ARTICLE:
━━━

The data traffic to cache and memory is often the limiting bottleneck in modern computer systems. A system with a separate data cache for each vector lane will make it feasible to have a larger total cache size. This may be a useful alternative to having multiple CPU cores. Data transfer between the lanes will be slower than if we have one cache servicing all lanes, but faster than data transfer between different CPU cores. Whether this is an efficient solution depends on the amount of data permutation needed in a specific application.
\vv

\section{Complex instructions}\label{ComplexInstructions}
Some current systems are using a microcode ROM to implement very complex instructions, such as mathematical functions. This has turned out to be inefficient. The use of microcode should be avoided in ForwardCom processors.
\vv

A limited amount of complexity can still be implemented with the flexible design of format templates in ForwardCom. Instructions that do multiple things can be useful because they allow the code to do more work per instruction. Complex instructions should only be implemented if they fit into the streamlined template system, pipeline, and timing constraints.
\vv

A number of complex instructions have been implemented because they offer a definite advantage at relatively low hardware costs. The most complex instructions may be implemented with state machines rather than microcode.
The following instructions have complex functionality:

\begin{itemize}
\item Instructions with memory operand can calculate a memory address, read the value of the memory operand, and do some calculation on this operand. Multiformat instructions can have a memory operand with a choice of different addressing modes. This feature has significant hardware costs because it requires a few extra pipeline stages, but it has a high advantage because it allows a single instruction to do what traditionally requires several instructions in a pure RISC design.

\item Combined arithmetic and branch instructions. All branches depend on the result of some arithmetic or logic operation. Rather than saving the result of the arithmetic instruction in a flag and then make a branch depending on the flag, it is more efficient to combine these two operations into one instruction. The CPU needs the circuitry for both arithmetic and branching anyway, and there are no big costs to combining these two circuits.

\item Loop instructions. It is possible to implement a loop with a single instruction. This instruction can increment a loop counter, compare it with a limit, and branch back if the limit has not been reached. This fits into the general framework of combined arithmetic and branch instructions. Timing problems can be overcome by doing most of the compare operation in parallel with the increment. Another efficient way of making a loop is to decrement a counter down to zero. The special vector loop (see page \pageref{vectorLoops}) is also implemented with a single instruction.

━━━

Pointing dataset records:
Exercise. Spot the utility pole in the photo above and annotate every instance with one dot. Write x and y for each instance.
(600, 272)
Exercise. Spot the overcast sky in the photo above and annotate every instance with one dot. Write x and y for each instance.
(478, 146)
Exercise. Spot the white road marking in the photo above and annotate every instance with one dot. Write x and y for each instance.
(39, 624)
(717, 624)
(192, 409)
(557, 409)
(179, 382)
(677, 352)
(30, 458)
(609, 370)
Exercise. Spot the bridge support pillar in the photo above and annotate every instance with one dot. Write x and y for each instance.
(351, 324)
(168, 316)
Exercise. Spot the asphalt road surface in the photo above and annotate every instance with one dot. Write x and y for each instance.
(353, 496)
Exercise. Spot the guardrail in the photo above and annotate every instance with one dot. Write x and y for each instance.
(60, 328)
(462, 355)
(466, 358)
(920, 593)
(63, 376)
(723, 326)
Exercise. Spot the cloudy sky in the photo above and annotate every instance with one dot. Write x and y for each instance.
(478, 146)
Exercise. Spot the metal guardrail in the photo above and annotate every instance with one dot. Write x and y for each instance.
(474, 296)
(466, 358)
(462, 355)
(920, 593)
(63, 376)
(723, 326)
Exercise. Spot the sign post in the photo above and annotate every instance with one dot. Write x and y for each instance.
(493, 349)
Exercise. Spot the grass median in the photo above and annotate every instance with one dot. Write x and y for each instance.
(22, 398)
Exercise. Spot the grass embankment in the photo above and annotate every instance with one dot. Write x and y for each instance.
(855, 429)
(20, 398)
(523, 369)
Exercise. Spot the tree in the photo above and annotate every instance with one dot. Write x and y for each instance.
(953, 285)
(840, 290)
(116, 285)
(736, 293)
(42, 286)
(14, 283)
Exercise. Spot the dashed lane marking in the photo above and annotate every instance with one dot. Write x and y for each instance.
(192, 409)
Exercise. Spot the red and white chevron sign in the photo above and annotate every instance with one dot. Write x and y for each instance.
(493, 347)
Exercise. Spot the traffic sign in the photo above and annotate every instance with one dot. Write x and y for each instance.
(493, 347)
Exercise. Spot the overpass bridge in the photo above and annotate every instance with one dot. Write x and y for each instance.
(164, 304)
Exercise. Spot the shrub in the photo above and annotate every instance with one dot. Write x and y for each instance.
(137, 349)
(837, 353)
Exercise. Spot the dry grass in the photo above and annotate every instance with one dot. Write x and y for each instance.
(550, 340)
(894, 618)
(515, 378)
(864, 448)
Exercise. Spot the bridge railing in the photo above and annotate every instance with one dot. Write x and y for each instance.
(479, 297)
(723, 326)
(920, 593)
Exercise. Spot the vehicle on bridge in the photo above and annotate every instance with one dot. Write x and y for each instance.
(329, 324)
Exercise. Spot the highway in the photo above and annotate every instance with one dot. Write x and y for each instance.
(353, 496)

━━━

WRITTEN TASKS:
(a) According to the ForwardCom passage, how may the most complex instructions be implemented in place of microcode?
(b) Continue the ForwardCom passage on complex instructions from its last sentence.

SOLVED PROBLEMS:
(a) With state machines.

(b)
\item Switch-case statements can be coded efficiently with the jump\_relative instruction. This instruction can read a relative pointer from a table of jump addresses, convert it to an absolute address, and jump to this address. Function dispatching can be coded in the same way with the call\_relative instruction. These instructions are straightforward to implement in hardware because they fit into the general pipeline design.

\item Compare instructions with extra boolean operands. Boolean variables are generated by compare instructions and bit test instructions. Boolean variables are often used as input to boolean operations such as AND, OR, XOR. The compare and bit test instructions can use mask registers and fallback registers as extra boolean operands to be combined with the result of the compare. This makes it possible to combine the results of multiple compare operations without the extra instructions or branches for AND, OR, etc. This feature is quite cheap to implement in hardware.

\item mul\_add and add\_add. These instructions have significant hardware costs for floating point operands. The integer versions are less costly.

\item Division and square root. These have high costs in the hardware budget.

\item Push and pop instructions. These instructions are complicated to implement in hardware because they require extra functionality in the decoder to generate multiple micro-operations. They do not require extra functionality in the execution unit. These instructions are so useful that it is recommended to implement them despite the extra complexity.

\item System calls, traps, and interrupts. These are complicated to implement, but necessary in many cases. They may not be needed in small embedded systems.

\item cmp\_swap and other instructions for atomic memory operations. This is complicated to implement, but necessary for efficient mutexes in multithreaded systems.

\end{itemize}

\section{Proposals for reducing branch misprediction delay}\label{branchProposal}
Modern superscalar processors often have quite long pipelines. This gives a long branch misprediction delay. The branch misprediction delay is normally equal to the number of pipeline stages from a branch instruction is fetched until it is executed.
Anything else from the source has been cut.